• Request a
Arrange the entries as a Markdown table with the columns "Row" and "Line", starting at the first line of the entries and ending at the line containing "pixel 516 71". Number each line in order, skip blank lines, and leave the pictures out.

··· Excerpt provided

Evelyn De Morgan's Spiritual Journey: From Poetry to Painting


From a lecture given to the Birmingham and Midland Institute on 24th November 2018.


The De Morgan Foundation has, in its archive, a collection of unpublished poems and short stories written by Evelyn De Morgan when she was aged between 13 and 15 years old. It is not known whether she continued to express herself through writing after this age, but no further poems have ever come into the public awareness and, since her estate passed to her brother and sister, who founded the De Morgan Collection, upon her death in 1919, it can be assumed that, if she did continue to write, these works also have made their way into the collection or have been lost or destroyed.


My assumption here is the former, that once Evelyn De Morgan had set her mind on becoming a professional artist, she wished to express herself through her art rather than her poems. I offer my reasons for this assumption in this paper by firstly introducing Evelyn De Morgan, then reviewing her poems and finally examining her paintings as an expression of Spiritualism.


Evelyn De Morgan was born in 1855 in London, the eldest daughter of Spencer Pickering QC and Anna Maria Spencer-Stanhope. The family was a notable one, through a line of politicians and Yorkshire landowners on her father’s side and from nobility on her mother’s, who were direct descendents of the ‘Coke of Norfolk’ who was an Earl of Leicester, a great patron of the arts in the eighteenth century who lived at Holkham Hall in Norfolk.


Her mother was born to the Spencer-Stanhope family of Cannon Hall, Yorkshire, and her brother, Evelyn’s uncle, was the late-Victorian painter John Roddham Spencer-Stanhope. Despite Evelyn’s mother herself growing up in a family of artists, she had conservative views about the place of art in her daughter’s education.



Evelyn was educated at home by tutors, in keeping with an appropriate middle-class upbringing. She was taught with her brothers, meaning that her lessons were in Latin, Greek, French, German and Italian, as well as classical literature, mythology and the sciences, subjects rarely available to girls of her age. Religion also played a huge part in the Pickering children’s education, taught by pastors who visited the house with the same regularity as the tutors. Art was not central to this early education, rather, it provided yet another appropriate method by which Evelyn’s tutors allowed her to examine the world around her. Drawings of plants, fruit and household items in still-life were all that was available to the young artist.


A well educated and extremely well read child, Evelyn De Morgan was well aware of the world around her and of her place in it and was keen to express herself creatively. With art not being an option in her formative years, her self-expression took the form of poetry.

······
··· Task inputs

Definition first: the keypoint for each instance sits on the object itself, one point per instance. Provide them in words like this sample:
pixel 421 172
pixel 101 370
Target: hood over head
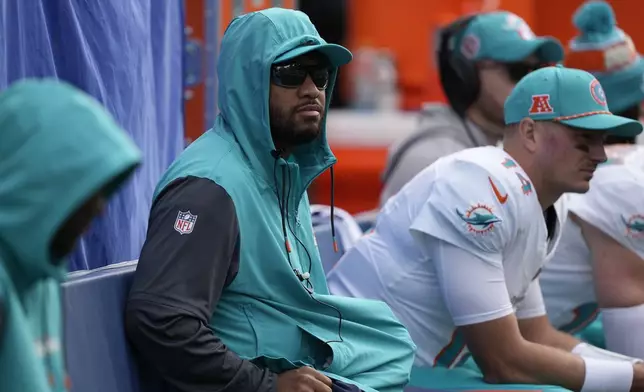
pixel 251 44
pixel 58 148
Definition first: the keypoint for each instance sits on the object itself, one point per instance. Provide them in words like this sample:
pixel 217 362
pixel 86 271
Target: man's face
pixel 75 225
pixel 569 155
pixel 297 99
pixel 497 82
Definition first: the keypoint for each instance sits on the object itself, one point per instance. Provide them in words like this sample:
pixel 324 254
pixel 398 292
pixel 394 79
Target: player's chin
pixel 579 186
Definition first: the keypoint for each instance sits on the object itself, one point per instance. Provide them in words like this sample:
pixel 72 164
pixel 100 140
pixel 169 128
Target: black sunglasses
pixel 293 75
pixel 516 71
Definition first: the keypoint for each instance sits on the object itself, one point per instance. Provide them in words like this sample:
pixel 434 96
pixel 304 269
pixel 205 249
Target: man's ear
pixel 528 134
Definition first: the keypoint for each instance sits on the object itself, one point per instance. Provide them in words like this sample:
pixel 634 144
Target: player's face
pixel 297 100
pixel 572 156
pixel 75 225
pixel 497 82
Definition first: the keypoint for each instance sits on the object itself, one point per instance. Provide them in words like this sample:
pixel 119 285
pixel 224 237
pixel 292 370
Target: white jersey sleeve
pixel 615 205
pixel 532 304
pixel 470 208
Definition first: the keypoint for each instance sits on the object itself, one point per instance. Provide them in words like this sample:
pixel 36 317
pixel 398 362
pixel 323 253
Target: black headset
pixel 459 80
pixel 458 75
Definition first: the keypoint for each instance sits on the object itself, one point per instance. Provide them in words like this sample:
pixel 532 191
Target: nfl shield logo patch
pixel 185 222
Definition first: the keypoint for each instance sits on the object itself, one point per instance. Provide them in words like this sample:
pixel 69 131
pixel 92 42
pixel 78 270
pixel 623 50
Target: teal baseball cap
pixel 569 96
pixel 506 38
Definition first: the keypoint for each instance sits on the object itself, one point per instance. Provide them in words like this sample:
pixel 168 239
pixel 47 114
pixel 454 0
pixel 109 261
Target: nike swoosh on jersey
pixel 501 198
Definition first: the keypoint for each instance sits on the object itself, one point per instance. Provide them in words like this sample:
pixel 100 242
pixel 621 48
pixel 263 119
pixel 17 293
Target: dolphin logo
pixel 479 219
pixel 635 225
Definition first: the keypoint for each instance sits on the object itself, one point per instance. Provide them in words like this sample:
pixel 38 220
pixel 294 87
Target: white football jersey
pixel 615 205
pixel 477 199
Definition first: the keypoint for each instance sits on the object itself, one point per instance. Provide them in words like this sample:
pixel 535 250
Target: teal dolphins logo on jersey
pixel 479 218
pixel 634 225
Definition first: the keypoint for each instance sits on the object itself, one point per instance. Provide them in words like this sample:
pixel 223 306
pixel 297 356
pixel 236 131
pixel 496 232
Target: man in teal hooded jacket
pixel 229 293
pixel 61 156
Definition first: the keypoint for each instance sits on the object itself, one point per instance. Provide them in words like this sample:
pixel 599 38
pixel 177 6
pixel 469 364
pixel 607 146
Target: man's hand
pixel 304 379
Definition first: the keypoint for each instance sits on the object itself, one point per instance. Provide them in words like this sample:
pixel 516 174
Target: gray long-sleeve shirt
pixel 177 284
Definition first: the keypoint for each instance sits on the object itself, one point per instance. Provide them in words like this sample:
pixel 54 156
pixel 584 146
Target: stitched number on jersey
pixel 526 186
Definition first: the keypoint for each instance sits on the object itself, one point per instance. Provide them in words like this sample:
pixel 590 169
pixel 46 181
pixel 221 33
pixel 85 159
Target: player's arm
pixel 472 279
pixel 178 282
pixel 618 276
pixel 497 344
pixel 535 325
pixel 609 218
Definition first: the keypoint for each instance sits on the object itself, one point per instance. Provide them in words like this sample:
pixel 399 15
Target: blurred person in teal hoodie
pixel 229 293
pixel 604 309
pixel 61 157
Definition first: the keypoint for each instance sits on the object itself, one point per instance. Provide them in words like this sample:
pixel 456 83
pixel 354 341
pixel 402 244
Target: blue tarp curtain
pixel 128 55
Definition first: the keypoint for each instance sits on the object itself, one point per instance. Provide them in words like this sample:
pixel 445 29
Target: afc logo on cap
pixel 597 92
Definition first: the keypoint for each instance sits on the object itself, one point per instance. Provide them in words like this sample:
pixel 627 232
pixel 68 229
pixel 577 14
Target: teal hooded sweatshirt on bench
pixel 266 314
pixel 58 148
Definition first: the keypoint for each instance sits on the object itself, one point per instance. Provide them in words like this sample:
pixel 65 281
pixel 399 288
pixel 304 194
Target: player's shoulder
pixel 489 165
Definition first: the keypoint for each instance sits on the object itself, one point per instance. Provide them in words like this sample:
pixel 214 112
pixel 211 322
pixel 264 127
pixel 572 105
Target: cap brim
pixel 337 55
pixel 610 123
pixel 546 49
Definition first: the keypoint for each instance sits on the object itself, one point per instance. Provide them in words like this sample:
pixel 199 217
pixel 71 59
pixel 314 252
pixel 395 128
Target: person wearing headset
pixel 599 264
pixel 480 59
pixel 458 251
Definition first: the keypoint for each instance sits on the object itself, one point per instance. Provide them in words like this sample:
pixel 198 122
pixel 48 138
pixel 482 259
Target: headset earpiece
pixel 458 75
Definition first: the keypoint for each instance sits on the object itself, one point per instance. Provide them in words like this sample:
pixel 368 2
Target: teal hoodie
pixel 58 148
pixel 266 314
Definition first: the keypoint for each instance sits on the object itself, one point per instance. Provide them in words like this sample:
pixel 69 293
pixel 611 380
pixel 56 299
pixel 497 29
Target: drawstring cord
pixel 336 249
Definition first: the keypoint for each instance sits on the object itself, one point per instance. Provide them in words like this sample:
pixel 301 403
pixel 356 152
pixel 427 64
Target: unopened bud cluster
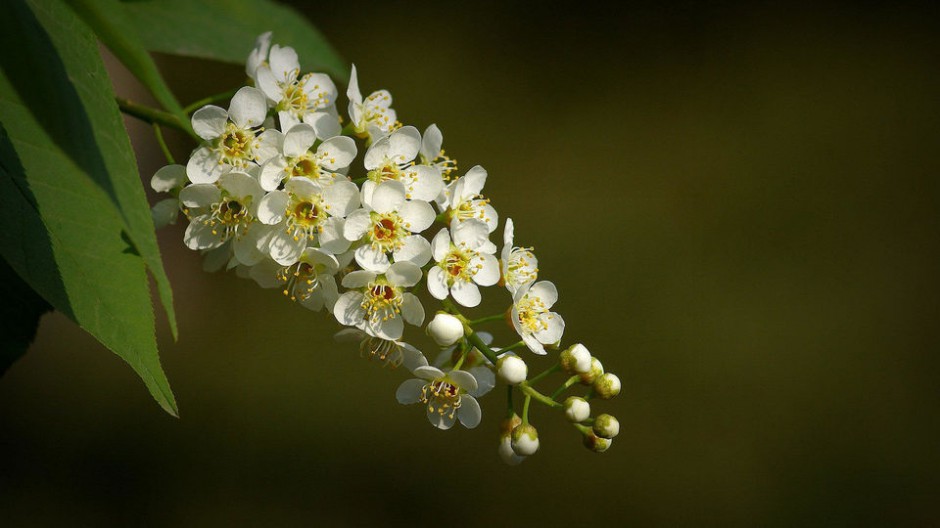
pixel 366 218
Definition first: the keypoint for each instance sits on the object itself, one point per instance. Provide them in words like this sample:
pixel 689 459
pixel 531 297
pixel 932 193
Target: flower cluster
pixel 367 219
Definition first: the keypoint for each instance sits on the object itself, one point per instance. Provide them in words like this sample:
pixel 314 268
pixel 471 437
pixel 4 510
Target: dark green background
pixel 739 208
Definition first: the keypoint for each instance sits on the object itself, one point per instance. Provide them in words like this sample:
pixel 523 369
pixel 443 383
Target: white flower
pixel 310 281
pixel 372 117
pixel 462 263
pixel 464 201
pixel 432 154
pixel 223 212
pixel 449 397
pixel 295 97
pixel 392 158
pixel 391 353
pixel 258 56
pixel 307 213
pixel 577 409
pixel 519 265
pixel 168 179
pixel 535 324
pixel 511 369
pixel 445 329
pixel 387 224
pixel 231 141
pixel 331 158
pixel 378 304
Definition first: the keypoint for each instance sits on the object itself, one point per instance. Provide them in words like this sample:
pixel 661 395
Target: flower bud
pixel 445 329
pixel 596 443
pixel 576 359
pixel 596 371
pixel 511 369
pixel 525 440
pixel 606 426
pixel 577 409
pixel 507 454
pixel 607 385
pixel 506 426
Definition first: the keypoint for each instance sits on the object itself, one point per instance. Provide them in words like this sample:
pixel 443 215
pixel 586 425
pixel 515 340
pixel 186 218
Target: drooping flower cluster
pixel 367 219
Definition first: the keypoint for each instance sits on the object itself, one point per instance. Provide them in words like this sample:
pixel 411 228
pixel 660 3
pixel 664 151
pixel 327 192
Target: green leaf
pixel 225 30
pixel 19 315
pixel 74 222
pixel 109 21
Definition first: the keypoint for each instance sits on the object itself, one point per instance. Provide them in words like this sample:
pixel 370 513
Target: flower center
pixel 521 266
pixel 236 146
pixel 304 165
pixel 441 397
pixel 304 216
pixel 530 314
pixel 231 216
pixel 388 231
pixel 457 265
pixel 381 301
pixel 300 280
pixel 384 350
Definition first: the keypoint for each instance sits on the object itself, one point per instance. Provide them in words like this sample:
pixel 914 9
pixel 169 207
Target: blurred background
pixel 738 204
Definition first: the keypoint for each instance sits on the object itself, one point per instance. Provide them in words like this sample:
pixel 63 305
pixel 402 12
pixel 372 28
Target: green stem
pixel 517 344
pixel 166 151
pixel 152 115
pixel 509 400
pixel 211 99
pixel 546 372
pixel 530 392
pixel 487 319
pixel 472 336
pixel 571 381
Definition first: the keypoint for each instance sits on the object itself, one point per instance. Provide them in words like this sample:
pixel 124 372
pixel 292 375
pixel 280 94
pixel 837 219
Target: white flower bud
pixel 507 454
pixel 596 443
pixel 525 440
pixel 596 371
pixel 577 409
pixel 606 426
pixel 511 369
pixel 607 386
pixel 576 359
pixel 445 329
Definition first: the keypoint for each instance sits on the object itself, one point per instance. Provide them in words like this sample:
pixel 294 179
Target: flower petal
pixel 418 215
pixel 488 273
pixel 248 107
pixel 469 412
pixel 168 178
pixel 416 249
pixel 409 392
pixel 200 195
pixel 412 310
pixel 404 274
pixel 341 198
pixel 389 196
pixel 209 122
pixel 437 283
pixel 466 293
pixel 298 140
pixel 204 166
pixel 403 144
pixel 337 152
pixel 357 223
pixel 431 143
pixel 348 309
pixel 271 208
pixel 545 291
pixel 372 259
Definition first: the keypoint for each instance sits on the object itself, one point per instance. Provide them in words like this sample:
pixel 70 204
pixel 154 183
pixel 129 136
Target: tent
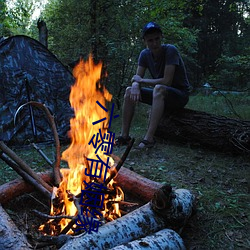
pixel 30 72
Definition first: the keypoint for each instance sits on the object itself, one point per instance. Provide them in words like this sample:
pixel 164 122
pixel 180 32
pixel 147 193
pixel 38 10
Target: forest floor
pixel 220 182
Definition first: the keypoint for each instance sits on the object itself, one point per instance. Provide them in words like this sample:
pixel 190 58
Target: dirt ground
pixel 220 182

······

• Request b
Take up the lecture on Evelyn De Morgan's poetry and painting right after its final sentence and carry it on.

• Expected answer a
| Row | Line |
|---|---|
| 1 | Definition first: the keypoint for each instance sits on the object itself, one point per instance. Provide them in words like this sample: |
| 2 | pixel 421 172 |
| 3 | pixel 101 370 |
| 4 | Target: hood over head |
| 5 | pixel 251 44 |
| 6 | pixel 58 148 |
| 7 | Definition first: the keypoint for each instance sits on the object itself, one point per instance. Provide them in words like this sample: |
| 8 | pixel 217 362 |
| 9 | pixel 86 271 |
| 10 | Target: man's face |
| 11 | pixel 75 225 |
| 12 | pixel 569 155 |
| 13 | pixel 297 99 |
| 14 | pixel 497 82 |
| 15 | Definition first: the keypoint for each instance sits on the object itself, one point per instance. Provide them in words like this sample: |
| 16 | pixel 324 254 |
| 17 | pixel 398 292 |
| 18 | pixel 394 79 |
| 19 | Target: player's chin |
| 20 | pixel 579 186 |
| 21 | Definition first: the keypoint for each instance sits on the object itself, one point per instance. Provide them in words like this sample: |
| 22 | pixel 72 164 |
| 23 | pixel 100 140 |
| 24 | pixel 169 128 |
| 25 | Target: black sunglasses |
| 26 | pixel 293 75 |
| 27 | pixel 516 71 |

• Expected answer b
Before an examination of her poetry, it must be considered whether Evelyn’s mother or one of her many tutors played a significant hand in directing her writing, resulting in a misreading of her scripts today as something more profound than they are. In her 1922 biography of her sister, Mrs Stirling comments on note books in the Foundation’s collection which contain stories, rather than poetry, as being nothing more than ‘school-room compositions’. One of these books of Evelyn’s writings features her attempts at writing children’s stories which she expresses are for her five year old brother, making her just 13 years old at the time of writing. The story of fairies living in a diamond palace with the powers of invisibility, ends abruptly with the following note in Evelyn’s hand: “The preceding fairy-tale was begun at an early age but was unfortunately never terminated as the authoress was called to more pressing duties.'' showing that writing stories, probably set as a educational task, did not appeal to Evelyn.


A second story in the book features a character, Mr De Braunt, who inherited his family estate when he was just ten years old and moved to a large house in London. This echoes Evelyn’s middle class parents lineage and therefore her preface to the piece is of note. She is less than complementary about the privilege and peerage of Mr De Braunt, spelling out her socialist leanings from an early age, she went on to become an ardent supporter of the Suffrage movement. Again, this novel ends abruptly, with the note “This novel begun at an early age was unfortunately never terminated as the author was at that period so fully occupied with poetical and dramatic compositions, that no time was left for the more humble prose.”


Perhaps the words of a precocious child, as Evelyn clearly was, evidenced in her review of her own magazine ‘The Reader’ which reads ‘The Reader is the best and cheapest periodical of the present day’, Evelyn’s footnotes to her unfinished children’s stories do suggest her deep frustration at the lack of ‘occupation’ or importance in completing stories for instructive rather than expressive purposes.  


Her early handwritten poems, by contrast to the stories, are beautiful. The lines are written in elegant script, with few mistakes, by contrast to the rather rushed and blotted stories. However, the message she delivers through these elegantly penned verses is haunting and profound, showing that she had found an artform worthy to express her own agenda.


The tale of Little Gretlein, tells of one young girl’s fateful voyage to find her pet lamb. At breakfast, when she first realises her lamb is missing, Gretlein abandons her meal and heads out into the snow to search for her pet. Starving and cold, she eventually finds the creature dead in a stream. As she realises the snow has obscured her path back home, Greitlin’s grief turns to fear before the seemingly inevitable happens and she dies in the cold.


Whilst calling to mind the moralising tales of the Brothers Grimm and being nursery rhyme-like in pace and tone, the underlying theme of the ever present threat of death is quite jarring in this juvenile poem.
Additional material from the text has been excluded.